◆ **CHALLENGE**:
Reproduce verbatim the final portion of the material below, from the line containing "section and record the pixel coordinates." through its last line, and nothing else.

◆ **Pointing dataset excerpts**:
····················

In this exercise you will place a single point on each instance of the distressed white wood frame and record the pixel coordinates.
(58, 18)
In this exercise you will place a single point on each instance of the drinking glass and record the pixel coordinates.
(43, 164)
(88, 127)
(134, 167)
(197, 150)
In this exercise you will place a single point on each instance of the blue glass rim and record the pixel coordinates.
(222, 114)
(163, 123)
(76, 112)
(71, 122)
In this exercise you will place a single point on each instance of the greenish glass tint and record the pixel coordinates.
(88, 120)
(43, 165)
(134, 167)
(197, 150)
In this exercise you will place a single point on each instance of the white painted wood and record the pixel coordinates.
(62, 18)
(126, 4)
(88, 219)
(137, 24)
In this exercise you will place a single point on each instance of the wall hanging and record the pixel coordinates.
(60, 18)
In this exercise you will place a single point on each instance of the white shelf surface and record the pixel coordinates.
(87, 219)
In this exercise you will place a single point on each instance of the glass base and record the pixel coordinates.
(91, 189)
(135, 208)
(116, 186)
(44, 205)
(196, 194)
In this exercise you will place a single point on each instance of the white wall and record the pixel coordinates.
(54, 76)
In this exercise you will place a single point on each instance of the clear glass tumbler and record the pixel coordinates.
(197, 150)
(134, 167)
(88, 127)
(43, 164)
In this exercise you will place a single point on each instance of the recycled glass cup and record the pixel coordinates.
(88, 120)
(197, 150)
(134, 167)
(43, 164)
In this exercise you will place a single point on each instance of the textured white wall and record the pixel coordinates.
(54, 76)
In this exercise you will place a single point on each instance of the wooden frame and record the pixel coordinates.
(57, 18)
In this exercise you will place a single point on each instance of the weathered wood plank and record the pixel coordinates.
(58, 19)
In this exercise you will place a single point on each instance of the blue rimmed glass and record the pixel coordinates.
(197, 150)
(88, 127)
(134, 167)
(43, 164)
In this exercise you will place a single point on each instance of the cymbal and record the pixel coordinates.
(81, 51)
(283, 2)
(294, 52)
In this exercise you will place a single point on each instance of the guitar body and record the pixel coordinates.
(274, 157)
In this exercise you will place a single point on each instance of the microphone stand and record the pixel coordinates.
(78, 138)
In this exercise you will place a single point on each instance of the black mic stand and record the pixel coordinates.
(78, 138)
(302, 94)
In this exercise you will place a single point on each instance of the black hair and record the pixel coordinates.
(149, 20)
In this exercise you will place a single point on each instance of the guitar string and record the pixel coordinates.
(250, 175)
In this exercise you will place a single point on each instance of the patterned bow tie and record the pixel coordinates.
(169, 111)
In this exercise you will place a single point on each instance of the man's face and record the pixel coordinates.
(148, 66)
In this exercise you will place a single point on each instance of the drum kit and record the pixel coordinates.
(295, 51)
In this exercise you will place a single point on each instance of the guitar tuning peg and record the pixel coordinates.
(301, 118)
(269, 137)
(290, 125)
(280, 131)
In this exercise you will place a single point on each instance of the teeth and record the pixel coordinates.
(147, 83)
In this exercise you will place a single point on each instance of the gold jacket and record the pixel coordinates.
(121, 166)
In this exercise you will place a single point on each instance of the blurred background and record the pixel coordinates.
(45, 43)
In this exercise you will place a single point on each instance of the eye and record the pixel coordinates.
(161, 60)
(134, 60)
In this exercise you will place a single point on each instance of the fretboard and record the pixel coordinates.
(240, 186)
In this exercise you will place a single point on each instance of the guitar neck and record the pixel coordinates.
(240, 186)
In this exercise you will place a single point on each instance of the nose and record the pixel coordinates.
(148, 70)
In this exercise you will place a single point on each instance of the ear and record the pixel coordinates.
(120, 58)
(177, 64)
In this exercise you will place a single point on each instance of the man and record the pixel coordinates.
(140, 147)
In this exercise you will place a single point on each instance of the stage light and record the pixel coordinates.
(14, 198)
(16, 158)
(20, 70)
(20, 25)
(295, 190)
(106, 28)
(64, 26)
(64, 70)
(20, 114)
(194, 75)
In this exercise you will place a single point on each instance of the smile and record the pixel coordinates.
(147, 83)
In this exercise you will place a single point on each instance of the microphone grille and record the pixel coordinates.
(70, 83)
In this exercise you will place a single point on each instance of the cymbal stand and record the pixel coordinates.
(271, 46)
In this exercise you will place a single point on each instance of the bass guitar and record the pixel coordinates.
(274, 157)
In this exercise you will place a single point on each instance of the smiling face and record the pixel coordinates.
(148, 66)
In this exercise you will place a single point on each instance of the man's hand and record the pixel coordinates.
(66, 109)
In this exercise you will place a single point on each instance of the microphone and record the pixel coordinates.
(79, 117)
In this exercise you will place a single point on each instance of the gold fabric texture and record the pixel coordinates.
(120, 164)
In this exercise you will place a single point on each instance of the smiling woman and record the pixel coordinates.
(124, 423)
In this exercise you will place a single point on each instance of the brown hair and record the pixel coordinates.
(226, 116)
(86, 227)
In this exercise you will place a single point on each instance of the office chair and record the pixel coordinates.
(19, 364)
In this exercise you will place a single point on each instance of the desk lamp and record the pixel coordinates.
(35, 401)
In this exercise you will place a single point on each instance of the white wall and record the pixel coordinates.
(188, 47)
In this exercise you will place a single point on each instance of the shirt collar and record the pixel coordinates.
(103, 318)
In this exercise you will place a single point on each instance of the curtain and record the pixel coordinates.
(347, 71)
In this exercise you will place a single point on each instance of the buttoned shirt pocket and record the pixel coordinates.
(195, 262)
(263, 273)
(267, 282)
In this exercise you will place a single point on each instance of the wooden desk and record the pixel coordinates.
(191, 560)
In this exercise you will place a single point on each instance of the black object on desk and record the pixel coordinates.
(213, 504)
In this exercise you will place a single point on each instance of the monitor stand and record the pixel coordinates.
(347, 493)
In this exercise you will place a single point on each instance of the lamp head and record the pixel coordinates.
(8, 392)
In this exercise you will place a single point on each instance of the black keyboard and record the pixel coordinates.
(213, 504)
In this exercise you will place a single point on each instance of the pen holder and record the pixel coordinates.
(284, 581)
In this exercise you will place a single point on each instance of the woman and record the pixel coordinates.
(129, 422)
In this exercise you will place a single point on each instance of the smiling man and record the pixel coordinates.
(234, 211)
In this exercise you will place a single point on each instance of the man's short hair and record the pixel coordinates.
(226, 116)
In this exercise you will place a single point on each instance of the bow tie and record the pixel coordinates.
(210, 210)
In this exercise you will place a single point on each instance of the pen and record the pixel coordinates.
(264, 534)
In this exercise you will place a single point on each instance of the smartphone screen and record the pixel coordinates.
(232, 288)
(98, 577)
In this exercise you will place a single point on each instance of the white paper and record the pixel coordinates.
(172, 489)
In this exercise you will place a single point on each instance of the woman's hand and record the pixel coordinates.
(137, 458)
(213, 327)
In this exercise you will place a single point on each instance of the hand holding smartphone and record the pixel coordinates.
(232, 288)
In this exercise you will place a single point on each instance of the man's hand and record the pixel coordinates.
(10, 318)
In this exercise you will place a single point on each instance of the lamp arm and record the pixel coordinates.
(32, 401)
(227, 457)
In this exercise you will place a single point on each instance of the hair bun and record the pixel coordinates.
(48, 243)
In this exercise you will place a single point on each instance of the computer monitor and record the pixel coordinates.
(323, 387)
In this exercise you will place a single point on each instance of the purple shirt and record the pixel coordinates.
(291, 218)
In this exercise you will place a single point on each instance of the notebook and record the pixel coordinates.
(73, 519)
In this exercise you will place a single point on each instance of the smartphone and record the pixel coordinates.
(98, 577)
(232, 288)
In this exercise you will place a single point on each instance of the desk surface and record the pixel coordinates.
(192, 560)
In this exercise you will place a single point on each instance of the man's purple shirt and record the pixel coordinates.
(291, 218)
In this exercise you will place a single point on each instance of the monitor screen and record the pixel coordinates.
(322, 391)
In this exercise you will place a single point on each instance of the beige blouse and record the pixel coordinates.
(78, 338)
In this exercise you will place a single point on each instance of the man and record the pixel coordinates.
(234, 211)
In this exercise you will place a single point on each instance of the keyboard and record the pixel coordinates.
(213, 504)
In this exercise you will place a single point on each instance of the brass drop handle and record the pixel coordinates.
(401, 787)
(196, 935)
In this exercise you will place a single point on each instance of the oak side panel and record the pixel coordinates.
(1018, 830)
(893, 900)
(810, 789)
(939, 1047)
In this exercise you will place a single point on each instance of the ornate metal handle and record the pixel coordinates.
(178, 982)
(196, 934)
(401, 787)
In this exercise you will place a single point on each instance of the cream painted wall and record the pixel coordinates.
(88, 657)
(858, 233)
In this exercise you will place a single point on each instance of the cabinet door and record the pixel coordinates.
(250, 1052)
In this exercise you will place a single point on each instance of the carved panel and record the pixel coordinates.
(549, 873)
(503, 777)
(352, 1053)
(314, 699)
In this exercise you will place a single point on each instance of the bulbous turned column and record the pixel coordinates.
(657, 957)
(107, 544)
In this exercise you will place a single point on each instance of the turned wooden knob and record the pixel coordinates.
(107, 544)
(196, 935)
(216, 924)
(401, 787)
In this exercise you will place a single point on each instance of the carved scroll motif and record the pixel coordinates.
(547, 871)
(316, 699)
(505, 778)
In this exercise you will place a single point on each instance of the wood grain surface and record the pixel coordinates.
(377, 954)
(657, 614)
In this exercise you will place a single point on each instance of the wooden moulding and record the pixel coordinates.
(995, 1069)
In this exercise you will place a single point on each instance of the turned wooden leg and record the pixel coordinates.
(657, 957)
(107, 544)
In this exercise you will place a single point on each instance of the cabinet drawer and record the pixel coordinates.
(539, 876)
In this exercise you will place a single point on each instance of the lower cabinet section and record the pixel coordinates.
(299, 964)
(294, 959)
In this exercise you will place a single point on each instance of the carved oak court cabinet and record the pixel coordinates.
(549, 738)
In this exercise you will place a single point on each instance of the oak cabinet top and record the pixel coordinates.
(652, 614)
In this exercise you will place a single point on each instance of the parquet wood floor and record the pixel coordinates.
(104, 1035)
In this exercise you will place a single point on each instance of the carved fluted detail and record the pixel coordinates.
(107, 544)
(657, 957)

····················

◆ **OUTPUT FOR THIS TASK**:
In this exercise you will place a single point on each instance of the lower cabinet section and record the pixel coordinates.
(299, 964)
(294, 959)
In this exercise you will place a single point on each instance of the carved oak court cabinet and record the pixel coordinates.
(549, 738)
In this exercise you will place a single point on each instance of the oak cabinet top and record the pixel coordinates.
(652, 614)
In this exercise you will place a single point on each instance of the parquet wood floor and record the pixel coordinates.
(104, 1035)
In this exercise you will place a single point on each instance of the carved fluted detail and record the pixel coordinates.
(107, 544)
(657, 957)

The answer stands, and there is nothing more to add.